| PASSAGE SHOWN |
######

A new study conducted in Europe has found that the use of azithromycin, an antibiotic commonly prescribed during the COVID-19 pandemic, may increase the risk of acute heart failure (HF) and subsequent death among patients with prior cardiovascular disease (CVD). However, patients without prior CVD did not have an increased risk of acute HF associated with azithromycin therapy.
The study, published in the Journal of the American Heart Association, aimed to examine the relationship between azithromycin use and outcomes in CVD through a large multicenter cohort study of adults hospitalized for COVID-19 across five European countries. The researchers used the International Survey of Acute Coronavirus Syndromes (ISACS)-COVID-19 registry to identify 793 patients who were exposed to azithromycin within 24 hours of hospital admission with SARS-CoV-2 infection, as well as 2,141 infected patients who received standard care.
Overall, 36.4% of the cohort had preexisting CVD. The main outcomes of interest were 30-day mortality and acute HF, which occurred in 21% and 8.6% of the cohort, respectively. The study found that azithromycin was significantly associated with an increased risk of acute HF among patients with preexisting CVD, compared to standard care. However, it was not significantly associated with 30-day mortality in that group. On the other hand, in patients without prior CVD, azithromycin was not associated with any significant increase in the risk of acute HF compared to standard care, and it was even associated with a reduced risk of 30-day mortality.

######

| EXTRACTED ENTRIES |
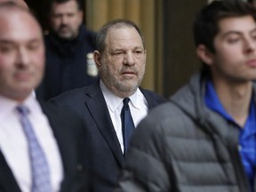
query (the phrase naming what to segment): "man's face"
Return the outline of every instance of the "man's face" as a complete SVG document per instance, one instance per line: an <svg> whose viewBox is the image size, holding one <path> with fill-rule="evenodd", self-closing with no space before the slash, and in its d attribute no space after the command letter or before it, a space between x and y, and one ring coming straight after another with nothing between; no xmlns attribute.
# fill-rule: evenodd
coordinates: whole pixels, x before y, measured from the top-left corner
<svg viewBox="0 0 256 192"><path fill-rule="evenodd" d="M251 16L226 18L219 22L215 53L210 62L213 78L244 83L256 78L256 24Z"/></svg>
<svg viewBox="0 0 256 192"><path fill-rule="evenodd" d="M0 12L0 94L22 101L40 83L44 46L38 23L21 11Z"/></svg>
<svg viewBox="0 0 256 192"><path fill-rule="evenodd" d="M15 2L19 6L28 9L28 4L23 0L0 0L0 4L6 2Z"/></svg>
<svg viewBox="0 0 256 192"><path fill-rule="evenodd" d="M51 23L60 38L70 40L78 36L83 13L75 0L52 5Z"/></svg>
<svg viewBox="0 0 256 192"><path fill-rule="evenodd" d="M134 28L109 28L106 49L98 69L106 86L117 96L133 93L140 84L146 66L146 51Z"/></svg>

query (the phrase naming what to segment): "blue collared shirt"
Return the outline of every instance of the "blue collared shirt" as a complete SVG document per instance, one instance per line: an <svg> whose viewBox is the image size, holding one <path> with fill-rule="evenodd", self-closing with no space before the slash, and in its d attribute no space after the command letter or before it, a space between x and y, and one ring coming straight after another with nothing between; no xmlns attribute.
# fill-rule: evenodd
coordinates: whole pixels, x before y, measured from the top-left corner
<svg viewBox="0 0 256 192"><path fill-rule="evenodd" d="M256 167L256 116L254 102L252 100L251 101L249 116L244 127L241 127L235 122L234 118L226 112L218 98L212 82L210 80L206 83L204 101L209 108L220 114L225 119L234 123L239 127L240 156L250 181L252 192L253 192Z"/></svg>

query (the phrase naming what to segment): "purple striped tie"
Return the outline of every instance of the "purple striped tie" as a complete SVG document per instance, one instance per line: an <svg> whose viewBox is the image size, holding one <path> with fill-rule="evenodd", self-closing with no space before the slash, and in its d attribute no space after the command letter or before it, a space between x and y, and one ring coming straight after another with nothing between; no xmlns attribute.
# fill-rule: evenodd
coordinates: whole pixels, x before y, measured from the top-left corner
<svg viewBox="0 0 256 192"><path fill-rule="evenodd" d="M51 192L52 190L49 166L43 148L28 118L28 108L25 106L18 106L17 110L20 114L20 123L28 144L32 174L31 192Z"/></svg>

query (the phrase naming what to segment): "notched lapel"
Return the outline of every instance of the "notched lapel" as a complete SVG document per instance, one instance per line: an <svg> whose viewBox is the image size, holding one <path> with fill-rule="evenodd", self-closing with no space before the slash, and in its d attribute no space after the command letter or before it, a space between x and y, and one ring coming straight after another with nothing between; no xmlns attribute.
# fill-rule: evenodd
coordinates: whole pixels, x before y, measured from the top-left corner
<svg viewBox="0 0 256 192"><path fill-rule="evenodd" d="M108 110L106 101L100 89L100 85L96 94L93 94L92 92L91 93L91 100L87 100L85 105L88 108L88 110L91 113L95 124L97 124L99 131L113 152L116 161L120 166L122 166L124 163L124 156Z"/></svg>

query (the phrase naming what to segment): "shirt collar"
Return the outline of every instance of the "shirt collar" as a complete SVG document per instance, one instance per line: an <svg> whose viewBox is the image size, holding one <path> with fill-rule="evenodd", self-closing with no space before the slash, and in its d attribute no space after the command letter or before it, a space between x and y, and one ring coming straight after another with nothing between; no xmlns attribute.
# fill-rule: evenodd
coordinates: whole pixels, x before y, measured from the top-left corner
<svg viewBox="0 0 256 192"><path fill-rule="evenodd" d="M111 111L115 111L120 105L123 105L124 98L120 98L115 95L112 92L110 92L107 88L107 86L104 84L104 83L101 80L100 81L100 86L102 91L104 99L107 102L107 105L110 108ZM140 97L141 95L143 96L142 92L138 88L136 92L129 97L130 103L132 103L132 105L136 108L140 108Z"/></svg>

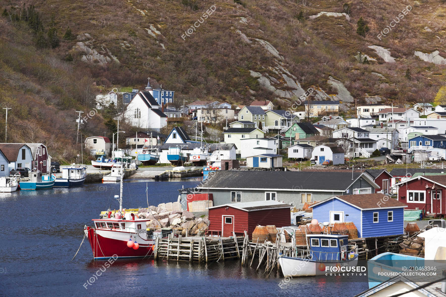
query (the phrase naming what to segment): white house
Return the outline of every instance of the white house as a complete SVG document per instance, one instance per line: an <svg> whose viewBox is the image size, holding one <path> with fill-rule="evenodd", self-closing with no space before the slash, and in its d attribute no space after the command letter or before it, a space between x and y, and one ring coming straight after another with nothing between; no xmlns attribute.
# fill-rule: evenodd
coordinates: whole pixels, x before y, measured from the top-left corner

######

| EXERCISE BRIEF |
Continue the article on azithromycin and heart failure risk in patients hospitalized for COVID-19, beginning after its final sentence.

| RESPONSE TO THIS TASK |
The study also revealed that the relative risk for 30-day mortality was lower among patients without prior CVD compared to those with preexisting CVD. Furthermore, the researchers reported a significant association between acute HF and death. These findings were consistent among patients treated with corticosteroids or antiviral agents.
The authors of the study noted that while azithromycin is commonly prescribed during the COVID-19 pandemic, prior studies have associated its use with an increased risk of cardiovascular complications and death in COVID-19-free populations. This study provides further evidence of the potential risks associated with azithromycin therapy, specifically in patients with preexisting CVD.
In conclusion, the use of azithromycin in hospitalized patients with COVID-19 and prior CVD may increase the risk of acute HF and subsequent death. It is important for healthcare providers to carefully consider the risks and benefits of using azithromycin in these patients, particularly in those with underlying cardiovascular conditions. Further research is needed to better understand the mechanisms behind these associations and to inform clinical decision-making in the treatment of COVID-19.